» Task description: Transcribe every entry below word for word, but skip the pictures.

» Dataset excerpts:
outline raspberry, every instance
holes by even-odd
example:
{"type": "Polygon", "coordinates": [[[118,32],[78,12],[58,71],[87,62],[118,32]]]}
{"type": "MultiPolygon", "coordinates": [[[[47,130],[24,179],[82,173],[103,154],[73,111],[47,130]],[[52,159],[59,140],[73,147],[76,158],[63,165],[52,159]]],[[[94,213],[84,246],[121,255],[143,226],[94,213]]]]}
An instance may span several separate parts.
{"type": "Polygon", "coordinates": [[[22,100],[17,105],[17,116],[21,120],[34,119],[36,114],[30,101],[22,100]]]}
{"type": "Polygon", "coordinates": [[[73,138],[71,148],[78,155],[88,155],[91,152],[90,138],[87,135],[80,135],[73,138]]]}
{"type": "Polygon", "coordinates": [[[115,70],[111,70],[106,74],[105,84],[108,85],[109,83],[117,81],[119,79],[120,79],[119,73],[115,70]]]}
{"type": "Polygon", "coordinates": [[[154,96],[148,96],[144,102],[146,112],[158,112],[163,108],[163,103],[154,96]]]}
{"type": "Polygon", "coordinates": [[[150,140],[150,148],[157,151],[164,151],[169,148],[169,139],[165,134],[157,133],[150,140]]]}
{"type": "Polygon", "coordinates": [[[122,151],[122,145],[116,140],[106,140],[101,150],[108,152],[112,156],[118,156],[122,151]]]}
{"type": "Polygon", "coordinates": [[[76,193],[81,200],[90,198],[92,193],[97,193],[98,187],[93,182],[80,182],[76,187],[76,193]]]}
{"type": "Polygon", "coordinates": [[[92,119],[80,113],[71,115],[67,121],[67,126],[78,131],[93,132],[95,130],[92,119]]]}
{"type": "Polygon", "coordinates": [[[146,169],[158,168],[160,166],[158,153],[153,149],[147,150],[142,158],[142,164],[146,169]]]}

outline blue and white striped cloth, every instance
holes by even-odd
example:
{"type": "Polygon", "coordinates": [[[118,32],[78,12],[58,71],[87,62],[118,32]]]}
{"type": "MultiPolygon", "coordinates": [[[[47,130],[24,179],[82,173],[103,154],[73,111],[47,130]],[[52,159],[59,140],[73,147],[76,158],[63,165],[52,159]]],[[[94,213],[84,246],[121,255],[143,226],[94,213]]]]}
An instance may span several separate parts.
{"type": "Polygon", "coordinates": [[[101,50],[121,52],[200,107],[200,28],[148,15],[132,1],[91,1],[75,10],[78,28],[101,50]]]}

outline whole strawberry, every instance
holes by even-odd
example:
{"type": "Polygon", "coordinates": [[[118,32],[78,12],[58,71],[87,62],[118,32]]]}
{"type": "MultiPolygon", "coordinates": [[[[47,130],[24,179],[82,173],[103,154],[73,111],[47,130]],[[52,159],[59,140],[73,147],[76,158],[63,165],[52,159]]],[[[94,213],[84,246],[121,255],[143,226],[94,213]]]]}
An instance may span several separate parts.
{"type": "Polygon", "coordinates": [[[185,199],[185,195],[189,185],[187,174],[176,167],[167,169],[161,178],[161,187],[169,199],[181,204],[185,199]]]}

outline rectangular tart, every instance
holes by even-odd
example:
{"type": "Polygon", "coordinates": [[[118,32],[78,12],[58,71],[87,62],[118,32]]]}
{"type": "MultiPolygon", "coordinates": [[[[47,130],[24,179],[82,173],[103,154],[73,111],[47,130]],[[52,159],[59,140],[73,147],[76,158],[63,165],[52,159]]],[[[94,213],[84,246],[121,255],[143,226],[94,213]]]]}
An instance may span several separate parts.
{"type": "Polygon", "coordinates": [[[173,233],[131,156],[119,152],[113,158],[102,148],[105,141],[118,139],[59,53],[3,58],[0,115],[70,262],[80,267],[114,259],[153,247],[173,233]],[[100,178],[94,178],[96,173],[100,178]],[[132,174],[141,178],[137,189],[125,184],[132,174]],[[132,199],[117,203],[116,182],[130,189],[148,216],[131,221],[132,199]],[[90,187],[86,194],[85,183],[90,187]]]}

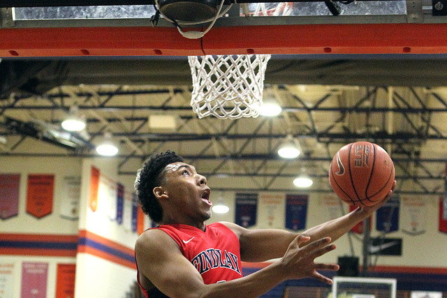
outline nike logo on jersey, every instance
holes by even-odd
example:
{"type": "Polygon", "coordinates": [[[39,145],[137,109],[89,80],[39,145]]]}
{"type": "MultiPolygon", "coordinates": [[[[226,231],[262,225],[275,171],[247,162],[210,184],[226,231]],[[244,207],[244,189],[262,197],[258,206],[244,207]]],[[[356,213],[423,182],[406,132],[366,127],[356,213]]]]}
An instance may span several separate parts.
{"type": "Polygon", "coordinates": [[[189,243],[189,241],[191,241],[192,239],[193,239],[194,238],[195,238],[195,237],[192,237],[189,240],[183,240],[183,243],[184,243],[185,244],[188,244],[189,243]]]}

» Response for this exercise:
outline raspberry, every instance
holes by even-odd
example:
{"type": "Polygon", "coordinates": [[[118,32],[78,12],[58,71],[87,62],[118,32]]]}
{"type": "MultiPolygon", "coordinates": [[[[47,130],[24,179],[82,173],[103,154],[73,111],[47,130]],[[52,159],[59,140],[73,147],[76,158],[63,165],[52,159]]],[[[94,213],[84,246],[121,255],[143,226],[94,213]]]]}
An instance may span several separate parts.
{"type": "Polygon", "coordinates": [[[22,100],[17,105],[17,116],[21,120],[34,119],[36,114],[30,101],[22,100]]]}
{"type": "Polygon", "coordinates": [[[73,138],[71,148],[78,155],[88,155],[91,152],[90,138],[87,135],[80,135],[73,138]]]}
{"type": "Polygon", "coordinates": [[[115,70],[111,70],[106,74],[105,84],[108,85],[109,83],[117,81],[119,79],[120,79],[119,73],[115,70]]]}
{"type": "Polygon", "coordinates": [[[154,96],[148,96],[144,102],[146,112],[158,112],[163,108],[163,103],[154,96]]]}
{"type": "Polygon", "coordinates": [[[150,140],[150,148],[157,151],[164,151],[169,148],[169,139],[165,134],[157,133],[150,140]]]}
{"type": "Polygon", "coordinates": [[[122,151],[122,145],[116,140],[106,140],[101,150],[108,152],[112,156],[118,156],[122,151]]]}
{"type": "Polygon", "coordinates": [[[76,193],[81,200],[90,198],[92,193],[97,193],[98,187],[93,182],[80,182],[76,187],[76,193]]]}
{"type": "Polygon", "coordinates": [[[92,119],[80,113],[71,115],[67,121],[67,126],[78,131],[93,132],[95,130],[92,119]]]}
{"type": "Polygon", "coordinates": [[[146,169],[158,168],[160,166],[158,153],[153,149],[147,150],[142,158],[142,164],[146,169]]]}

outline blue and white striped cloth, every instance
holes by even-odd
example:
{"type": "Polygon", "coordinates": [[[118,32],[78,12],[58,71],[87,62],[118,32]]]}
{"type": "MultiPolygon", "coordinates": [[[[47,130],[24,179],[82,173],[103,154],[73,111],[47,130]],[[52,159],[59,140],[73,147],[76,158],[63,165],[52,159]]],[[[94,213],[84,246],[121,255],[143,226],[94,213]]]]}
An instance may span several separate parts.
{"type": "Polygon", "coordinates": [[[101,50],[121,52],[200,107],[200,28],[148,15],[132,1],[91,1],[75,10],[78,28],[101,50]]]}

outline whole strawberry, every instance
holes by even-odd
example:
{"type": "Polygon", "coordinates": [[[118,32],[78,12],[58,71],[87,62],[118,32]]]}
{"type": "MultiPolygon", "coordinates": [[[[47,130],[24,179],[82,173],[103,154],[73,111],[47,130]],[[52,159],[59,140],[73,147],[76,158],[63,165],[52,159]]],[[[94,213],[84,246],[121,255],[143,226],[94,213]]]]}
An instance may span several separate parts.
{"type": "Polygon", "coordinates": [[[185,199],[185,195],[189,185],[187,174],[176,167],[167,169],[161,178],[161,187],[169,199],[181,204],[185,199]]]}

outline rectangular tart, every instance
holes by even-odd
example:
{"type": "Polygon", "coordinates": [[[118,32],[78,12],[58,71],[87,62],[118,32]]]}
{"type": "MultiPolygon", "coordinates": [[[[47,130],[24,179],[82,173],[103,154],[73,111],[47,130]],[[52,159],[59,140],[73,147],[76,158],[63,165],[52,159]]],[[[94,213],[84,246],[121,255],[143,226],[94,213]]]]}
An instance may span several separate parts.
{"type": "Polygon", "coordinates": [[[173,233],[131,156],[119,152],[113,158],[102,148],[105,141],[118,139],[59,53],[3,58],[0,115],[70,262],[80,267],[114,259],[153,247],[173,233]],[[100,178],[94,178],[96,173],[100,178]],[[132,174],[141,178],[137,189],[125,184],[132,174]],[[132,199],[117,203],[116,182],[130,189],[148,216],[131,221],[132,199]],[[90,187],[86,194],[85,183],[90,187]]]}

outline nike logo on jersey, every instance
holes by even-odd
example:
{"type": "Polygon", "coordinates": [[[39,145],[137,109],[89,80],[39,145]]]}
{"type": "MultiPolygon", "coordinates": [[[[226,231],[262,225],[275,171],[247,162],[210,184],[226,231]],[[244,207],[244,189],[262,197],[258,206],[244,207]]],[[[356,213],[423,182],[406,132],[366,127],[356,213]]]]}
An instance may span several separate parts.
{"type": "Polygon", "coordinates": [[[189,243],[189,241],[191,241],[192,239],[193,239],[194,238],[195,238],[195,237],[192,237],[189,240],[183,240],[183,243],[184,243],[185,244],[188,244],[189,243]]]}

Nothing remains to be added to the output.